* [Objectives]:
1) Decide whether each statement below agrees with the article on correlation and causation: (a) the example made that morning found a correlation of 0.888 between the divorce rate and smoking; (b) the writer says a knowledge of statistics was needed to produce that example; (c) Wikipedia quotes Edward Tufte as suggesting the addition "but it sure is a hint." For each, answer yes or no and quote the deciding words of the article.
2) Resume the article on correlation and causation after its final sentence.

* [Document extract]:
+ + + + + + +

232 - Causation

Correlation and causation are often confused, as if there is a substantial fraction of the population that assumes that any correlation must have cause.

Establishing a correlation is relatively easy. Many with an A-level in Statistics or equivalent have known at some time how to prove this. Without knowing all the maths it is not difficult, explained in the separated box.

One way show a correlation:

Put your data into Excel in two columns, preferably adjacent columns.

Select your data and create a scatter graph.

Ask Excel to plot a line of best fit (which it may well do automatically).

Enquire from Excel the numbers for that line.

Example below.

Here is an example I made this morning.  I found a correlation of 0.888 between the divorce rate and smoking – both are rising. I do not need to know any stats, only how to use Excel, and you can flounder through that once you’ve seen what I produced – choosing the chart type, changing the scales, labelling the axes – none of this is difficult.

The nearer the R2 is to one the greater the correlation (it measures how close the data points are to the line in a clever way)1. Interpretation depends on context and purposes (wiki).

Y-axis data from https://www.infoplease.com/us/marital-status/marriages-and-divorces-1900a2012

X-axis data from https://www.cdc.gov/tobacco/data_statistics/tables/trends/cig_smoking/index.htm

For other correlations that might make you grin—or wince—see sites such as this one and this one. Mark Wilson shows powerful correlation between divorce in Maine and the (Maine implied) consumption of margarine, and then between the age of Miss America and a particular class of steamy murders. Simply because he can. The second site correlates death with unlikely events  – the sort of thing I’d have set as a homework if still in daily teaching2. Go on, you produce one and share it; I’ll add it in here.

You do not seriously think these things are connected, do you? If you did, which way round would you express the connection? Is it the divorce that causes the smoking, or the smoking that causes the divorce? Is it the margarine that causes divorce in Maine or the other way about? As for Miss America....

The lesson is that Correlation does not imply Causation.

Even something that short is too difficult for some, so, if you need to, sit and say it to yourself a few times. I think I’d get a Stats class to do this primary school activity only after they’d shown they still were falling for confusing the two. it is not true to reduce this to “Correlation is not causation”. Wikipedia quotes Edward Tufte in suggesting that we need to add “but it sure is a hint”.

The causes of the logical error lie in how we view A~B, indicating a connection. Using the symbol => for ‘causes’ and hence <= for ‘is caused by’ the cases include (I hope to have been exhaustive):

A=>B                       Speed on the road causes death. No; excessive speed causes death rather than injury if/when an accident occurs.

+ + + + + + +

* [Material provided]:

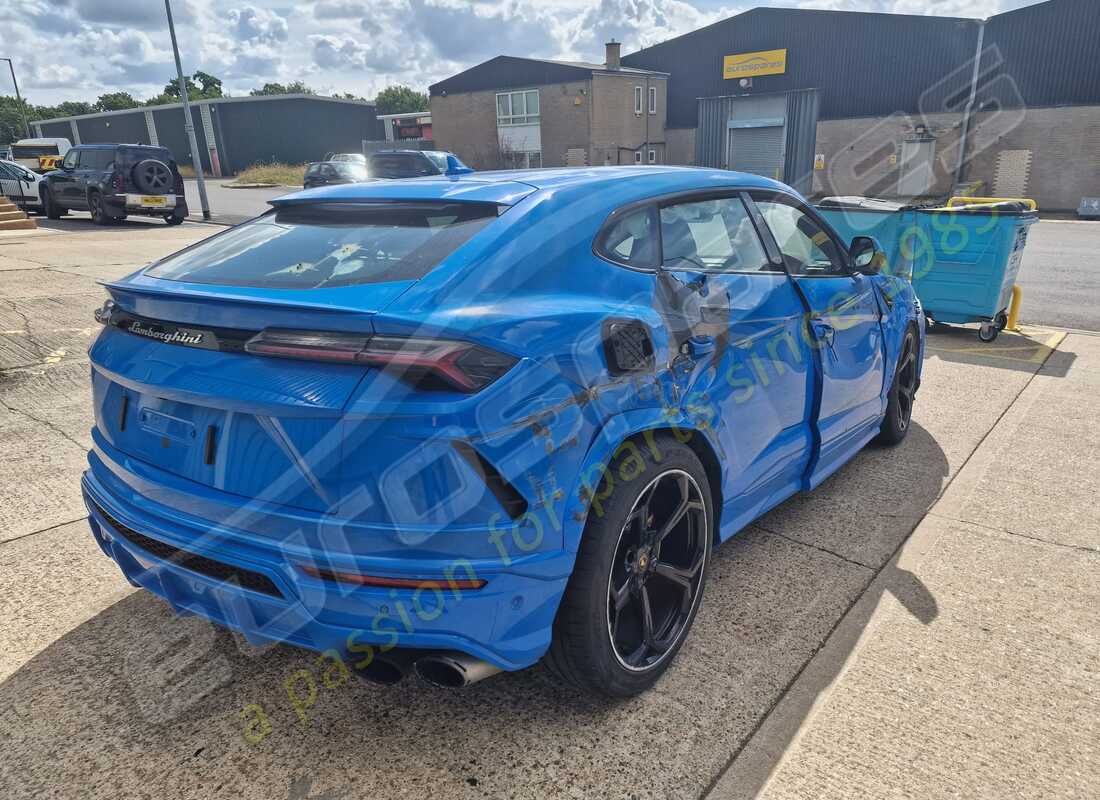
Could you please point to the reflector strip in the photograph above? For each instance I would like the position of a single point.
(393, 582)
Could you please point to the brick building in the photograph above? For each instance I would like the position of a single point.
(833, 102)
(526, 112)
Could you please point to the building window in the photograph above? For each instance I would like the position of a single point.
(516, 160)
(517, 108)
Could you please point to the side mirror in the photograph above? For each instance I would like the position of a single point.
(457, 167)
(867, 255)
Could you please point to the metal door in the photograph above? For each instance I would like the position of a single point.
(916, 177)
(758, 151)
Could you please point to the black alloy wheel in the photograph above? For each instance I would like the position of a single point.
(902, 393)
(153, 177)
(657, 572)
(640, 569)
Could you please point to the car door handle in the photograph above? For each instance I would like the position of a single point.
(824, 332)
(700, 347)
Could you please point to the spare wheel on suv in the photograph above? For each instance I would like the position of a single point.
(153, 177)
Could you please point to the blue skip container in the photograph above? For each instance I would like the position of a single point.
(963, 258)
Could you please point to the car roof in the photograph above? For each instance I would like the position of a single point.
(510, 186)
(107, 145)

+ + + + + + +

* [Response list]:
1)
(a) Yes: "I found a correlation of 0.888 between the divorce rate and smoking"
(b) No: "I do not need to know any stats, only how to use Excel"
(c) Yes: "Wikipedia quotes Edward Tufte in suggesting that we need to add “but it sure is a hint”"

2)
A<=B                        As wiki says, economic growth slows when state debt rises over 90%.        Deciding that high debt causes slow growth is wrong. We can argue that slow growth causes growth to increase.

A<=>B                      either at the same time or in turn (A makes B happen, which makes A happen...) E.g. Pythagoras works, so it is a right angled triangle. Since it is a right-angled triangle Pythagoras applies.

C=>A  and C=>B    consequences of a common cause. Spring causes flowers to bloom and storks to fly. That does not mean that the storks affect the flowers. Or the flowers, the storks. The wiki article has good examples that typify the sort of thing ‘we’ think we have read: Sleeping with one's shoes on is strongly correlated with waking up with a headache; Young children who sleep with the light on are much more likely to develop myopia in later life; Since the 1950s, both the atmospheric CO2 level and obesity levels have increased sharply.  I do hope you didn’t read causation into those statements.

A=>C and B=>C      They both cause C to happen. They may not even be correlated.  Starvation causes death; War causes death. War and starvation may cause each other sometimes, but not always..

A=>C=>B                  C is an intermediate state. Too often I have seen and heard arguments, where the connection is correlation A to C and C to B, that A causes C. Unlikely to be true.

And there is coincidence, where the original premise A~B is untrue. See the mountain-shaped graph at the foot of this page.

Particularly, let us be clear that A causing B is not automatically exhaustive (all A cause all B) It may well be true that all A cause B, but that doesn’t mean the only way for B to occur is through A happening.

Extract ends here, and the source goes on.